AIM
The lines to be copied run from the one containing "[locate] thumb (a" to the end of the material below; reproduce them exactly, including both ends, and nothing more.
==================================================
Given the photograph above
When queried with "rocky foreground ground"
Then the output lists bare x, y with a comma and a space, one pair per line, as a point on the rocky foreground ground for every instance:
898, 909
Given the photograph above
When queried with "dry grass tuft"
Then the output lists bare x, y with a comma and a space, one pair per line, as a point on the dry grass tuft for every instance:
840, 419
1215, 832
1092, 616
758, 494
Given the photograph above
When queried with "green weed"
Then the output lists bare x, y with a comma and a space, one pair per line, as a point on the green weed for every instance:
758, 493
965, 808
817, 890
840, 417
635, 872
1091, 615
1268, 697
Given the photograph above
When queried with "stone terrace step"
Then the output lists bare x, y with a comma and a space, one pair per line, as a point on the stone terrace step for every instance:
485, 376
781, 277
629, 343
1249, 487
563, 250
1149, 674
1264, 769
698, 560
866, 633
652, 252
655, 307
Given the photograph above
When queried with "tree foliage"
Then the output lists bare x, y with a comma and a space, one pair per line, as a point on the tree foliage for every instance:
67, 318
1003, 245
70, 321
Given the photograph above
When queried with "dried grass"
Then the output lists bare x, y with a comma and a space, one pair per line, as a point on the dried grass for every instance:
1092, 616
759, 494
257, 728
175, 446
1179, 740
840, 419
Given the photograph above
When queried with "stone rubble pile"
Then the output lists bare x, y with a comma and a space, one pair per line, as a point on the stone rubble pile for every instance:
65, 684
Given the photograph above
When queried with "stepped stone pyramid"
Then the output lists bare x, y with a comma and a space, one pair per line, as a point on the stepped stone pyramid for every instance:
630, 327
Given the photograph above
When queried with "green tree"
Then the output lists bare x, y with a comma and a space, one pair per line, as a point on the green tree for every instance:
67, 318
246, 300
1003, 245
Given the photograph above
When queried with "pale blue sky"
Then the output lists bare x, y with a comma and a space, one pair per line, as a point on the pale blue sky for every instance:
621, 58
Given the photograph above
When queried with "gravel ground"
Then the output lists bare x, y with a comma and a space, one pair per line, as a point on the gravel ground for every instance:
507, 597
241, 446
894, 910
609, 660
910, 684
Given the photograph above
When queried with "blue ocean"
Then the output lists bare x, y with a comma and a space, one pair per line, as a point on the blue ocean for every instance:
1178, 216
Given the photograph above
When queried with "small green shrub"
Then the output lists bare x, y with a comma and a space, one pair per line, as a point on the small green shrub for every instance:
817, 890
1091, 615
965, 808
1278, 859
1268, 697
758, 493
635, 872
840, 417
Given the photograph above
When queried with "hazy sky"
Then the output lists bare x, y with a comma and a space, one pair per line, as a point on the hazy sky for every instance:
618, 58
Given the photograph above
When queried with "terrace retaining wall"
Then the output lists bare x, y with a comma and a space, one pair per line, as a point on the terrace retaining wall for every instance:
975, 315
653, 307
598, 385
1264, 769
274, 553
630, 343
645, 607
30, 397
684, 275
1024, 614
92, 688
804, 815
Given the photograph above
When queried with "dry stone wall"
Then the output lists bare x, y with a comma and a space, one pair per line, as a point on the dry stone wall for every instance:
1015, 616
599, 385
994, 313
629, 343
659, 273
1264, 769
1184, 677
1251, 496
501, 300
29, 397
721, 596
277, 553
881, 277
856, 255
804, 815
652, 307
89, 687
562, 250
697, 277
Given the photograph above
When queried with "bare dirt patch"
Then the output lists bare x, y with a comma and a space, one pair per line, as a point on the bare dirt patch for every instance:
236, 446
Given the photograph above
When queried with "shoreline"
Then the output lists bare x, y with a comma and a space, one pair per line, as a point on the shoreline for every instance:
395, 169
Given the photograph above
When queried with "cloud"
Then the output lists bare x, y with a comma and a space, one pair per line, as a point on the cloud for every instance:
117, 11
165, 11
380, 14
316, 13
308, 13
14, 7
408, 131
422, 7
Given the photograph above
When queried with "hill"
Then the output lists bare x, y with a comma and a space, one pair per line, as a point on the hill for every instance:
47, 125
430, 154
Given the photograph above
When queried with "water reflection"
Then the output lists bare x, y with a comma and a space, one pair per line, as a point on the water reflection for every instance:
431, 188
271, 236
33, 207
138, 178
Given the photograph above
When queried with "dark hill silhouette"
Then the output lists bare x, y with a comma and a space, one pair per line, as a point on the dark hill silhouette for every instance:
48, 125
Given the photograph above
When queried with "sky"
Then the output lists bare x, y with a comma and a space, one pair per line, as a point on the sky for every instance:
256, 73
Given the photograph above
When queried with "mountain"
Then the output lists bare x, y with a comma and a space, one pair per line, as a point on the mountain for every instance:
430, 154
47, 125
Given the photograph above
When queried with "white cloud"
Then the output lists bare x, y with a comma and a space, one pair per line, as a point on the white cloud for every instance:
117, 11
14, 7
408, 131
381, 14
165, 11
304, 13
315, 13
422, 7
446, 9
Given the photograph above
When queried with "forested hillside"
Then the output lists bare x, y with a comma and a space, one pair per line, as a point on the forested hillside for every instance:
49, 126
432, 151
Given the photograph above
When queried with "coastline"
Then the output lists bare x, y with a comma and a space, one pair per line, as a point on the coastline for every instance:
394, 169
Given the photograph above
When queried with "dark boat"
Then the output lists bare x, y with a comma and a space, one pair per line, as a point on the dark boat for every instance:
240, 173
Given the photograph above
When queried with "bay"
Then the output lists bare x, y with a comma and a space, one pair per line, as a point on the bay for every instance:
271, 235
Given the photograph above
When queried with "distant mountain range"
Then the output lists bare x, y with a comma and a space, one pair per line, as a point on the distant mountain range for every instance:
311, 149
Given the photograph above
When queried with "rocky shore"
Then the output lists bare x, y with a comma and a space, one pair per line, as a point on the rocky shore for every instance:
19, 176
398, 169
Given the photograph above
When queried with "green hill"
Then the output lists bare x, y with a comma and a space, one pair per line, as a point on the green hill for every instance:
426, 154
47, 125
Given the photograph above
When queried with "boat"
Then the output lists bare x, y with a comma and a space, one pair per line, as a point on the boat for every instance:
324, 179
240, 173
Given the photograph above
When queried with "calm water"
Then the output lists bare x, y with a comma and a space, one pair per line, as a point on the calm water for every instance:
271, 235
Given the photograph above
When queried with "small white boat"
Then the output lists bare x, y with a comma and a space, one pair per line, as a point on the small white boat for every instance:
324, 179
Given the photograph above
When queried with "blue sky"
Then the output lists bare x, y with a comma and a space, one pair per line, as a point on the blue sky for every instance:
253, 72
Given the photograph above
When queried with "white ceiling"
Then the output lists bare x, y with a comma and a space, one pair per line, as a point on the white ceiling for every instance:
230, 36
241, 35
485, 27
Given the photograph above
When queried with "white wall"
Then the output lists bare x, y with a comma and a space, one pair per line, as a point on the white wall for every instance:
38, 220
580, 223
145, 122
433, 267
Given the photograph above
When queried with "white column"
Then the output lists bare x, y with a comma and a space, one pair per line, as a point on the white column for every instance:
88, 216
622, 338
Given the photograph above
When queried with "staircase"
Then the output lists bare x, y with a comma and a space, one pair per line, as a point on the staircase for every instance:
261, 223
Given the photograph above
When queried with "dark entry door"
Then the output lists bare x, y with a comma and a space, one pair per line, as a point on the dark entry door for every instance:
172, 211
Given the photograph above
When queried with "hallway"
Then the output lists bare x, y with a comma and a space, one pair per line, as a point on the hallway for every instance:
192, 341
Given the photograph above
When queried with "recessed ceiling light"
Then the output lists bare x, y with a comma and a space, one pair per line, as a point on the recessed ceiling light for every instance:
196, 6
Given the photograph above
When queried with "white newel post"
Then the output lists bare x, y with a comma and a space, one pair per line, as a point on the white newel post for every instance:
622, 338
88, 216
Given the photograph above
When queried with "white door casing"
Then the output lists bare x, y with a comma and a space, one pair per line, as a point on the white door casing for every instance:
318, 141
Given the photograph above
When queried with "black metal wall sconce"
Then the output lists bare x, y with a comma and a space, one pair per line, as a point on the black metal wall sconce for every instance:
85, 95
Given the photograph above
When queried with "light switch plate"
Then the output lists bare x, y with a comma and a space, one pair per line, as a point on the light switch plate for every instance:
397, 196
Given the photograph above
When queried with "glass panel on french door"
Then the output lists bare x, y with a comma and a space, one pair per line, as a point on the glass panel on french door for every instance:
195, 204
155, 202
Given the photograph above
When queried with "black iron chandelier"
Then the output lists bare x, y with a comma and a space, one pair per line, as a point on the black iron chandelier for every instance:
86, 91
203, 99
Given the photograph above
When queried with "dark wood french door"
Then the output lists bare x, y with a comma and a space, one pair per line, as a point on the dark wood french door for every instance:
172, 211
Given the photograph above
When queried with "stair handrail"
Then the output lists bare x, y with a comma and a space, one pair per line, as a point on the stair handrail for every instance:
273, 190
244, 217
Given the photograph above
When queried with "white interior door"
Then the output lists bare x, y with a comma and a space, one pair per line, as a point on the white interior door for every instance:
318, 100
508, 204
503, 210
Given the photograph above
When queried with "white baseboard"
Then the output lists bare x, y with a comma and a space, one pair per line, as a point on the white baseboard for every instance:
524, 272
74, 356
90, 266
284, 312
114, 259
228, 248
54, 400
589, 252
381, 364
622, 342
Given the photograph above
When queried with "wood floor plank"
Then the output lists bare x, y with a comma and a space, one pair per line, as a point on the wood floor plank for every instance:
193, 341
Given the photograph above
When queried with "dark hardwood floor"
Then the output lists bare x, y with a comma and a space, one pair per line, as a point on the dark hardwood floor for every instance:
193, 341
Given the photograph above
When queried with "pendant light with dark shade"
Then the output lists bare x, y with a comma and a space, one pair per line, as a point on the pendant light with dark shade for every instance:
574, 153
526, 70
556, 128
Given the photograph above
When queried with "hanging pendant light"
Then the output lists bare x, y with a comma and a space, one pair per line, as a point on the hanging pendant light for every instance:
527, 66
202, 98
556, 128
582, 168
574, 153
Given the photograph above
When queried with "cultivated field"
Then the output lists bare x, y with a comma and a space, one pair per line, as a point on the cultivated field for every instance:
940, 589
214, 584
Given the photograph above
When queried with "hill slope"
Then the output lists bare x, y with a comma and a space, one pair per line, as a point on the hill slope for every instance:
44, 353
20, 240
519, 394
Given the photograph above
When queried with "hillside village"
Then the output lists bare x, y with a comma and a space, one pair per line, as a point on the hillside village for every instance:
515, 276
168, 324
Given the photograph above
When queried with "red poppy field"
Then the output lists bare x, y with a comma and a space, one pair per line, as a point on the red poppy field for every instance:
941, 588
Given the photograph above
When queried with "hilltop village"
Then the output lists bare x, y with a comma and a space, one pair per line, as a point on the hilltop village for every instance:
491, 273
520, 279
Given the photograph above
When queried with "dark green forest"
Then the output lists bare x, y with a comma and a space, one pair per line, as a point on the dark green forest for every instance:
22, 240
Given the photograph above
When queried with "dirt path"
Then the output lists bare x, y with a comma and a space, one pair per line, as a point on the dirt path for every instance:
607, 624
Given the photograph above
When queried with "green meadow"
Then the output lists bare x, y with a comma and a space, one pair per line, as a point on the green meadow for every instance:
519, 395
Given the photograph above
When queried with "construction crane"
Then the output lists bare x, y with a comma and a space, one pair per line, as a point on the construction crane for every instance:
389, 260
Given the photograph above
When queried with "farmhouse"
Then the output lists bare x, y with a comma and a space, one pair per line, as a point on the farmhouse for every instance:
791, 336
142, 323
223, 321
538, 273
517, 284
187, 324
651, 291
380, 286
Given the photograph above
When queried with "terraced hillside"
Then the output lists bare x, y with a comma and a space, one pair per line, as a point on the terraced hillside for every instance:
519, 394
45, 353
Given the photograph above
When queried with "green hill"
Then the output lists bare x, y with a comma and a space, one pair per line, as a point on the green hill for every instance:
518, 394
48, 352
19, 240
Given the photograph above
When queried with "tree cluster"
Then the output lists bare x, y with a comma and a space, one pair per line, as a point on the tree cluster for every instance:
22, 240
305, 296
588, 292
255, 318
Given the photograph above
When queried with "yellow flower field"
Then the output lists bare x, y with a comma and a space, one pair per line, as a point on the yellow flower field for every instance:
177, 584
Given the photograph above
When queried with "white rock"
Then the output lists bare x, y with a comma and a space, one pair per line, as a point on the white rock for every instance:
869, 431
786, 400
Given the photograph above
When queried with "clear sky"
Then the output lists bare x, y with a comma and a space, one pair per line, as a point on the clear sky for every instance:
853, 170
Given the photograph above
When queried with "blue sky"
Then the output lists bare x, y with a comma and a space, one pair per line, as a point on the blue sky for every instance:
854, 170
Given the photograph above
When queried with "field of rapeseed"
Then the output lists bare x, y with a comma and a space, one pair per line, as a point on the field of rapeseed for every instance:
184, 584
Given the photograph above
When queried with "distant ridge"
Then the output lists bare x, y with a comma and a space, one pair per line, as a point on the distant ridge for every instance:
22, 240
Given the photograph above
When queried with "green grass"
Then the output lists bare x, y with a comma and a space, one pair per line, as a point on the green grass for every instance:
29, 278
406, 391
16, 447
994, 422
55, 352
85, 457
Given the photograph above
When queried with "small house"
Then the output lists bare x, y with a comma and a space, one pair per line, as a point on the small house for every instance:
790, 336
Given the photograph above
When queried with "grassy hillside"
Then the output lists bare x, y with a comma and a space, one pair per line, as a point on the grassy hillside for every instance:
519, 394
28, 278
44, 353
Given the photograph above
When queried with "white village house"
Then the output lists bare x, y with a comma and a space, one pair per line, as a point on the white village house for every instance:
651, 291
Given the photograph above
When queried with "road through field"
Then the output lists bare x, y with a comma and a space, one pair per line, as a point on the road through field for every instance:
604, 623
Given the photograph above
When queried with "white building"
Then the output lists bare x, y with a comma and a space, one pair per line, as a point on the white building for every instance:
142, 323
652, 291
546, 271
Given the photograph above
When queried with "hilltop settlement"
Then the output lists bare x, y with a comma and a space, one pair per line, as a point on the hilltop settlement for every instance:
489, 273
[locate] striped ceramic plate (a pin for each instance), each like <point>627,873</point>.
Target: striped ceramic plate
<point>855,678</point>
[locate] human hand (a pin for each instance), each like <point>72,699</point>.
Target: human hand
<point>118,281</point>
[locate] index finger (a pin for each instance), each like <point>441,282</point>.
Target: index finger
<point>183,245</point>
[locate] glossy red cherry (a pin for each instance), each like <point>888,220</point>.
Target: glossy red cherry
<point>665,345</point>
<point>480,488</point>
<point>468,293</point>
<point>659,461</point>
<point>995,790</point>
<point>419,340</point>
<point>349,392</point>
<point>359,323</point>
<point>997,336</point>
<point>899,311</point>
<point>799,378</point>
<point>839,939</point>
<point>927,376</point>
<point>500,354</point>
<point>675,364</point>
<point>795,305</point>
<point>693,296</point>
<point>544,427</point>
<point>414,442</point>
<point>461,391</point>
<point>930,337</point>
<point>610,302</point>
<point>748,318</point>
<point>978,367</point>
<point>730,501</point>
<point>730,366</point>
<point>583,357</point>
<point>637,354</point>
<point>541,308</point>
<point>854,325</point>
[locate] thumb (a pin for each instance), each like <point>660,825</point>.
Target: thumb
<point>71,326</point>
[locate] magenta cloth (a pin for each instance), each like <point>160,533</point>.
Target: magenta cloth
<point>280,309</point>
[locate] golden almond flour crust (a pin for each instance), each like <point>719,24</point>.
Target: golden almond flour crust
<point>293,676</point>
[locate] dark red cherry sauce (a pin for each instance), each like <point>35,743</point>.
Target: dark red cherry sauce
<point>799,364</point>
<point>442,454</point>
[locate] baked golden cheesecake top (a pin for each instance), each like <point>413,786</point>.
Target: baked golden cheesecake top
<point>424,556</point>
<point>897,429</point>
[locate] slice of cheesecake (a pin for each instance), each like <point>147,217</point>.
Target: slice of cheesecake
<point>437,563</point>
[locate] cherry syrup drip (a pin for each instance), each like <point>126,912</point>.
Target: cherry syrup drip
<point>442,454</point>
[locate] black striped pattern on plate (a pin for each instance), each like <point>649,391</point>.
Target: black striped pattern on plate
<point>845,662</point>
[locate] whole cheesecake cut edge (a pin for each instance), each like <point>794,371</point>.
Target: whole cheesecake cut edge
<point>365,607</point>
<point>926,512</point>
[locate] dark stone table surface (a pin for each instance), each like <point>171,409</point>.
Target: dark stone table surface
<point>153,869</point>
==================================================
COMPLETE RESPONSE
[locate] thumb (a pin for each instance), each like <point>660,825</point>.
Target: thumb
<point>71,326</point>
[locate] magenta cloth (a pin for each instance), each like <point>160,533</point>.
Target: magenta cloth
<point>280,309</point>
[locate] golden almond flour crust (a pin for each instance), each like <point>719,24</point>.
Target: golden almond flour crust
<point>293,676</point>
[locate] dark red cherry sauce (a pin for each instance), each like <point>35,743</point>.
Target: dark red cherry sauce
<point>799,364</point>
<point>442,454</point>
[locate] baked golden cheesecake top (a pin for each instance), each like <point>413,786</point>.
Target: baked golden cheesecake top
<point>424,556</point>
<point>897,429</point>
[locate] slice of cheesecake (a pin for each instance), each like <point>147,217</point>.
Target: slice of cheesecake
<point>437,563</point>
[locate] cherry syrup drip (a pin for each instance), each like <point>126,912</point>.
Target: cherry syrup drip
<point>442,454</point>
[locate] black striped pattern on plate (a pin for each instance), each like <point>649,391</point>.
Target: black striped pattern on plate
<point>845,662</point>
[locate] whole cheesecake cut edge (a pin for each instance), each like <point>794,371</point>.
Target: whole cheesecake cut edge
<point>365,607</point>
<point>926,512</point>
[locate] dark stone table surface (a pin for each instance), each like <point>171,409</point>.
Target: dark stone table surface
<point>153,869</point>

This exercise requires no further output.